RECORDS FOR THE TASK Start Marker

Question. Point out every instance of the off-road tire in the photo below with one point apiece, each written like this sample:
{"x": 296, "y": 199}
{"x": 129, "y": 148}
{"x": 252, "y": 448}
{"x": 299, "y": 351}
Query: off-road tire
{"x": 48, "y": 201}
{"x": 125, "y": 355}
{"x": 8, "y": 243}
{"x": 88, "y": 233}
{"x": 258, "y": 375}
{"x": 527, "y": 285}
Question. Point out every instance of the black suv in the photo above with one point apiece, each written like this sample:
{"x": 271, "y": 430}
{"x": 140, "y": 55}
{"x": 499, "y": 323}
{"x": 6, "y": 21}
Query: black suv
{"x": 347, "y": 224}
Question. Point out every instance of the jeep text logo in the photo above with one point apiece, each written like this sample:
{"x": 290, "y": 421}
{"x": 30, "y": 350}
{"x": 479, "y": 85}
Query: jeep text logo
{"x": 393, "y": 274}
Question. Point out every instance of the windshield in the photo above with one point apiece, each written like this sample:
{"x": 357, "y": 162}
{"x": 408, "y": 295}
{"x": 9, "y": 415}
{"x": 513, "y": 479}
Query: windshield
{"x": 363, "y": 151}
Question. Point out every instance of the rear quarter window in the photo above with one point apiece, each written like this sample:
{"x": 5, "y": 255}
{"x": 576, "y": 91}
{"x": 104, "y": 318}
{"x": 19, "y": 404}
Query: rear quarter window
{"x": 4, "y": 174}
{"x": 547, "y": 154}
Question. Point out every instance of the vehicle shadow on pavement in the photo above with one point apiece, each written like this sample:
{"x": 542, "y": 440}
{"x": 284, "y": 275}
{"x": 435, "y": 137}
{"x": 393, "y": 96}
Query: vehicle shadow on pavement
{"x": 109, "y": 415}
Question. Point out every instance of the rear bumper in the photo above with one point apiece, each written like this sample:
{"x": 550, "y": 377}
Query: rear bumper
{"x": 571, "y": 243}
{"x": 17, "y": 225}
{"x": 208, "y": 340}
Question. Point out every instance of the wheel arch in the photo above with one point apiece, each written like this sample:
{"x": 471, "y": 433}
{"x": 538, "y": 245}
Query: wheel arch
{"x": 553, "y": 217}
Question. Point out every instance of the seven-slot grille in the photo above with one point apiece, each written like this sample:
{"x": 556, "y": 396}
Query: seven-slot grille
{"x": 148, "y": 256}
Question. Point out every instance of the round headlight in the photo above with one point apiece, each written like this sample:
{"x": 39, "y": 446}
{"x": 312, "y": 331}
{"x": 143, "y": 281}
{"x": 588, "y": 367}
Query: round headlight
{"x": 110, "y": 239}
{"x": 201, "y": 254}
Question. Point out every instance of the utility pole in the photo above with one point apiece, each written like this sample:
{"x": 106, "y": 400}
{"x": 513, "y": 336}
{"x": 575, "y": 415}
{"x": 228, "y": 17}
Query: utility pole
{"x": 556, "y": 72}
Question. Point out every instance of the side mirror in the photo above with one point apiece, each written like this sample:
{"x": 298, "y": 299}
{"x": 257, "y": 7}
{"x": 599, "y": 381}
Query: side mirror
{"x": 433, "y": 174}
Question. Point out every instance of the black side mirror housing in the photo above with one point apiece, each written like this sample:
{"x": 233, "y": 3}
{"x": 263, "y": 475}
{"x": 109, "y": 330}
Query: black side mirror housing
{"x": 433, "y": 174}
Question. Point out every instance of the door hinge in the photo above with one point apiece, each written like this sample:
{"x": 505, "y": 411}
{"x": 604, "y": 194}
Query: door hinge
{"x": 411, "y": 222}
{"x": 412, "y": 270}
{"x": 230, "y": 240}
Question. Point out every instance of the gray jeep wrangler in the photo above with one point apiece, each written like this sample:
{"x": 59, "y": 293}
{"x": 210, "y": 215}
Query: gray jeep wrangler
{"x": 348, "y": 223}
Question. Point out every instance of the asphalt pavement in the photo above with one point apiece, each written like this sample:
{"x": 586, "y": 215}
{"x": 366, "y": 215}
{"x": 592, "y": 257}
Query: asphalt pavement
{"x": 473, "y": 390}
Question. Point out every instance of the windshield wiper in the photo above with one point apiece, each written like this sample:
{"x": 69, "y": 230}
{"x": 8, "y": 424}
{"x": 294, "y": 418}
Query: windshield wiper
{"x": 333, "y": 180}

RECORDS FOR THE TASK End Marker

EXERCISE OBJECTIVE: All of the data needs to be repeated exactly.

WORKED SOLUTION:
Question. Point out every instance of the off-road tire in the photo below with one point apiece, each written like this sample:
{"x": 296, "y": 199}
{"x": 129, "y": 148}
{"x": 252, "y": 448}
{"x": 299, "y": 351}
Query: off-road tire
{"x": 48, "y": 201}
{"x": 125, "y": 355}
{"x": 8, "y": 243}
{"x": 88, "y": 233}
{"x": 258, "y": 375}
{"x": 527, "y": 285}
Question. Point out every instance of the black suv in the photo above with one point apiece, each written like this sample:
{"x": 271, "y": 430}
{"x": 140, "y": 55}
{"x": 499, "y": 323}
{"x": 6, "y": 21}
Query: black suv
{"x": 347, "y": 224}
Question. Point out every instance of the jeep text logo in the photo above with one point apiece, each written like this sample:
{"x": 290, "y": 421}
{"x": 30, "y": 350}
{"x": 479, "y": 85}
Query: jeep text logo
{"x": 393, "y": 274}
Question. Point out every instance of the windshield in the photo above with one point apiece, each written like this sample:
{"x": 357, "y": 162}
{"x": 408, "y": 295}
{"x": 9, "y": 415}
{"x": 513, "y": 479}
Query: windshield
{"x": 363, "y": 151}
Question. Point out every instance of the rear quarter window in the photo above with one point apiece, each written like this sample:
{"x": 5, "y": 255}
{"x": 576, "y": 91}
{"x": 104, "y": 318}
{"x": 19, "y": 404}
Query: rear quarter window
{"x": 4, "y": 174}
{"x": 547, "y": 154}
Question. Point out every instance of the vehicle shadow on pavement in the photo above with one point apiece, each written like this sample:
{"x": 542, "y": 440}
{"x": 284, "y": 275}
{"x": 435, "y": 137}
{"x": 393, "y": 96}
Query: vehicle shadow on pavement
{"x": 109, "y": 415}
Question. Point out every instance of the rear bumper in the photo above with one point apiece, each written like this sample:
{"x": 550, "y": 377}
Query: rear bumper
{"x": 571, "y": 243}
{"x": 17, "y": 225}
{"x": 208, "y": 340}
Question. Point out every instance of the wheel arch in the photo above with one point apiece, each written like this sample:
{"x": 471, "y": 433}
{"x": 538, "y": 245}
Query: wheel arch
{"x": 553, "y": 217}
Question. Point out every instance of the seven-slot grille in the photo above with one point apiece, each written like this sample:
{"x": 556, "y": 396}
Query: seven-slot grille
{"x": 148, "y": 256}
Question. Point out every instance of the round headlight in the photo above with one point apiece, each written like this sample:
{"x": 39, "y": 446}
{"x": 312, "y": 331}
{"x": 143, "y": 281}
{"x": 588, "y": 367}
Query: round headlight
{"x": 110, "y": 239}
{"x": 201, "y": 254}
Question. Point out every instance of the utility pole in the photo above with one point apiece, each written like this sample:
{"x": 106, "y": 400}
{"x": 513, "y": 336}
{"x": 575, "y": 415}
{"x": 228, "y": 17}
Query: utility pole
{"x": 556, "y": 72}
Question. Point out every instance of the side mirror in the photo above with one point apiece, each written like this sample:
{"x": 298, "y": 299}
{"x": 257, "y": 7}
{"x": 599, "y": 381}
Query: side mirror
{"x": 433, "y": 174}
Question. Point out every instance of the black side mirror housing in the photo above with one point apiece, each written like this sample:
{"x": 233, "y": 3}
{"x": 263, "y": 475}
{"x": 109, "y": 330}
Query: black side mirror housing
{"x": 433, "y": 174}
Question. Point out every instance of the door hinge in the photo above with one point apiece, each written like this sample:
{"x": 505, "y": 411}
{"x": 604, "y": 194}
Query: door hinge
{"x": 411, "y": 222}
{"x": 412, "y": 270}
{"x": 230, "y": 240}
Question. Point out every instance of the gray jeep wrangler in the photo above with one point apiece, each written like this sample:
{"x": 59, "y": 293}
{"x": 210, "y": 215}
Query: gray jeep wrangler
{"x": 348, "y": 223}
Question. Point out every instance of the asphalt pavement in the photo above with one point apiece, each written like this sample:
{"x": 586, "y": 215}
{"x": 366, "y": 215}
{"x": 592, "y": 257}
Query: asphalt pavement
{"x": 473, "y": 390}
Question. Point out every instance of the windshield wiper in the photo above with one point apiece, each written like this sample:
{"x": 69, "y": 230}
{"x": 8, "y": 424}
{"x": 294, "y": 418}
Query: windshield wiper
{"x": 333, "y": 180}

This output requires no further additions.